-- Tasks for this exercise --
1 > In the passage on overcharge estimates, rewrite the part between "Step 1: identify" and "overcharge at all.", inclusive, substituting "point estimate" for "central estimate".
2 > Report every line of the listing that contains the string "grass". Case counts.

Before placing weight on any empirical estimate, the court should assess how thoroughly the underlying empirical model has been tested. Each expert should explain how the quality of the data, the chosen counterfactual, the identifying assumptions, the statistical assumptions, and the specification choices underlying the analysis have been tested for relevant error. The broader severity principle applies to this assessment: the relevant question is whether those tests were genuinely capable of revealing material violations of these assumptions, had such violations been present.
Once the court is provisionally satisfied that the empirical approach has been sufficiently tested, statistical severity analysis can help it assess what the estimate and the statistical uncertainty surrounding it reveal about claims concerning the magnitude of the effect. It can show which magnitudes the evidence strongly contradicts, and which remain unexcluded.
For explanatory purposes, the examples below proceed in stages. The first stage focuses on statistical severity analysis, assuming that the underlying empirical approach has been sufficiently probed. The second stage considers competing empirical approaches and shows how the broader severity principle becomes relevant where differences between their results cannot be explained by statistical uncertainty alone.
First illustrative example: testing alternative claims against a small statistically insignificant estimate
Consider a case in which an expert estimates an overcharge of 1 percent, but the result is not statistically significantly different from zero. The applicable legal framework contains a presumption of harm or a presumptive overcharge of 10 percent. Meanwhile, other courts dealing with the same infringement but different claimants, periods, jurisdictions, or evidential records, have awarded or accepted an overcharge of 5 percent.
For illustrative purposes, we assume in this example that the court is provisionally satisfied that the empirical approach has been sufficiently probed. The narrower question is then what the estimate of 1 percent and the statistical uncertainty surrounding it reveal about the different magnitudes the court may consider.
Step 1: identify the propositions before choosing the number
The empirical analysis produces a central estimate of 1 percent. The legal framework supplies a presumption of harm or a presumptive benchmark of 10 percent. The related judgments supply another candidate figure of 5 percent. The court may also wish to consider the claim that there was no overcharge at all.
These figures arise from different sources and may play different legal roles. For the purpose of statistical severity analysis, however, the court can initially treat each numerical figure as a candidate claim about the magnitude of the overcharge in the present case. It can then ask how strongly the empirical evidence contradicts or supports that claim.

-- Material for this task --
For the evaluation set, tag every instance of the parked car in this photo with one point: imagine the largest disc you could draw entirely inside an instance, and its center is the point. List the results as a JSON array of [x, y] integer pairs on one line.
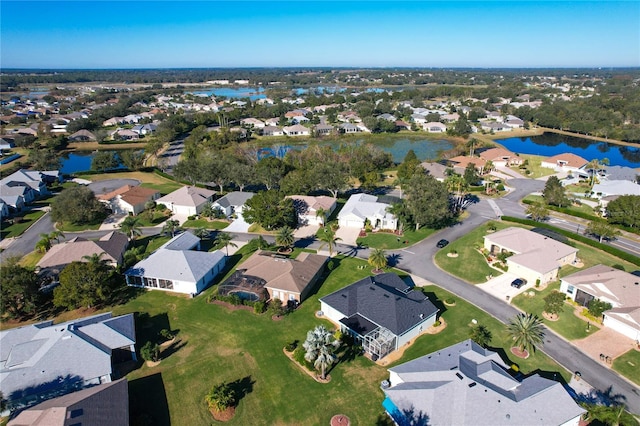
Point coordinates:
[[442, 243], [518, 282]]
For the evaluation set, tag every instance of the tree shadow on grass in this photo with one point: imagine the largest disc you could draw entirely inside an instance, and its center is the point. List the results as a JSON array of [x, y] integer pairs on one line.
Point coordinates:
[[148, 402]]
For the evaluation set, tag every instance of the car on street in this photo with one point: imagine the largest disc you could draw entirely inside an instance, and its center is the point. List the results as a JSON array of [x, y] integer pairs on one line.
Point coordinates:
[[518, 282]]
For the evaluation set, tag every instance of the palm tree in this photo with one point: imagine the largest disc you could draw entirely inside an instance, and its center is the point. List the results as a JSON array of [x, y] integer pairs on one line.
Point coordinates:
[[526, 331], [481, 335], [285, 238], [329, 239], [131, 227], [171, 227], [378, 259], [223, 239], [201, 233], [319, 347]]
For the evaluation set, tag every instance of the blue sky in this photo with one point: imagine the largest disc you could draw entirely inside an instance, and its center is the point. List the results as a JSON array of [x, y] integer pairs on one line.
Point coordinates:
[[149, 34]]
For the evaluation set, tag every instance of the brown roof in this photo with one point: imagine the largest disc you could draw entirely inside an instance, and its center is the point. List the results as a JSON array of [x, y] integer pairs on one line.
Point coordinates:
[[609, 283], [291, 275], [112, 244]]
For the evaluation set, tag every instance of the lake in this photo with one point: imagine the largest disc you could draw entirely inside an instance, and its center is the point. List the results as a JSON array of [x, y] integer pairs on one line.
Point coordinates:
[[425, 149], [75, 162], [549, 144], [252, 93]]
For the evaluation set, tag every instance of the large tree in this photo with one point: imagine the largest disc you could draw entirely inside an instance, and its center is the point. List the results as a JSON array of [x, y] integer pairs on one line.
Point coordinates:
[[527, 332], [427, 200], [271, 210], [19, 295], [84, 284], [319, 347], [77, 205], [554, 192], [625, 210]]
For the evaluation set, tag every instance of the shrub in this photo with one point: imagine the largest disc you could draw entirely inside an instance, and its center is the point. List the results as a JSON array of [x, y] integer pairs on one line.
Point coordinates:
[[259, 307], [150, 352], [166, 334]]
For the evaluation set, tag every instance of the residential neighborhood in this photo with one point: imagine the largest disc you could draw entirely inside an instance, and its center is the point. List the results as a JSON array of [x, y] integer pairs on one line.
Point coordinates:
[[300, 253]]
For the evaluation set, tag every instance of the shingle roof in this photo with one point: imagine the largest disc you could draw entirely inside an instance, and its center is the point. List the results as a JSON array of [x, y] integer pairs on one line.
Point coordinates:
[[191, 196], [385, 300], [465, 384], [40, 354]]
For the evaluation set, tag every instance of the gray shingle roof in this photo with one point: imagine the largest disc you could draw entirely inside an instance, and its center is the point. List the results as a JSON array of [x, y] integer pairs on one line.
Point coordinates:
[[385, 300], [466, 384]]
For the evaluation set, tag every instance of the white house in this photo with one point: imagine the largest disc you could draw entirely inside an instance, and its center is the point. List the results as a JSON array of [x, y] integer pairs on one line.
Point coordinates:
[[619, 288], [535, 256], [361, 207], [188, 200], [233, 202], [308, 207], [465, 384], [177, 267], [434, 127], [381, 312]]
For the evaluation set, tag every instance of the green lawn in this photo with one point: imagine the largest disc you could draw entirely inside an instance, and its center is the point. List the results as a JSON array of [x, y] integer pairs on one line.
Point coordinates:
[[470, 265], [215, 344], [568, 325], [535, 168], [629, 365], [17, 228], [203, 223], [459, 322], [389, 241]]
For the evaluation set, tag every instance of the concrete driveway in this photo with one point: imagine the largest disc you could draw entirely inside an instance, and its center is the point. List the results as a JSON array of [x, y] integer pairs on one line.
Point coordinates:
[[348, 235], [500, 287], [104, 186]]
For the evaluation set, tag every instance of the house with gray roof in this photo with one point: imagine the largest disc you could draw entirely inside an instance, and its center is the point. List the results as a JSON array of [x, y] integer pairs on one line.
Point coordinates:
[[188, 200], [465, 384], [233, 202], [382, 312], [102, 405], [42, 360], [362, 207], [177, 266]]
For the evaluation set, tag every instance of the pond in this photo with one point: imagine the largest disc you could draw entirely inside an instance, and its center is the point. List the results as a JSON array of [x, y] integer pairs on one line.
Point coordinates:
[[252, 93], [75, 162], [425, 149], [549, 144]]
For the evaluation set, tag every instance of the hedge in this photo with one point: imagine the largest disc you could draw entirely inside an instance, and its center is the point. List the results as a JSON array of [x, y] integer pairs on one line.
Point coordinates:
[[585, 240]]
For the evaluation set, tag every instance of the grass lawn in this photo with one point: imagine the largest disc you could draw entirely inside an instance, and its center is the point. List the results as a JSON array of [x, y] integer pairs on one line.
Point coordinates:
[[458, 319], [534, 167], [216, 344], [629, 365], [17, 228], [470, 265], [203, 223], [568, 325], [386, 240]]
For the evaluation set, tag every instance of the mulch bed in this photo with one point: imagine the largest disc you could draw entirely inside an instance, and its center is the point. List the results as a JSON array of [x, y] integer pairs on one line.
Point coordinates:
[[223, 416], [340, 420], [520, 354], [230, 306]]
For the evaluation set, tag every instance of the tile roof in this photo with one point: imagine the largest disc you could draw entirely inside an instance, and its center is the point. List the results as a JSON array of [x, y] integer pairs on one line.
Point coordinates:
[[385, 300]]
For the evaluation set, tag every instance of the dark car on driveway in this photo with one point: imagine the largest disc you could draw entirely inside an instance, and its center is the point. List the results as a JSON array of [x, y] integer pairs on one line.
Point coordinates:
[[442, 243], [518, 282]]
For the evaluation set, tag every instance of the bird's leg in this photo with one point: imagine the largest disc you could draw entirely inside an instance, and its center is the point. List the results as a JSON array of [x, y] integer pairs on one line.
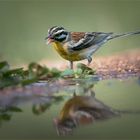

-- Answers below --
1 >
Step 1: identify the propositions before choosing the number
The empirical analysis produces a point estimate of 1 percent. The legal framework supplies a presumption of harm or a presumptive benchmark of 10 percent. The related judgments supply another candidate figure of 5 percent. The court may also wish to consider the claim that there was no overcharge at all.

2 >
For the evaluation set, tag every instance of the tree shadow on grass in this photo with one point: imagine the largest disc you could draw entirely inside an instance, and its center is the point. List the results as a JSON array of [x, y] integer pairs on one line.
For the evaluation set, tag every instance of the grass lawn in this photo with one point: imagine the largest disc you could draw entirely inside an instance, and its center is the point. List the results as a JSON array of [x, y] integer pairs on one line.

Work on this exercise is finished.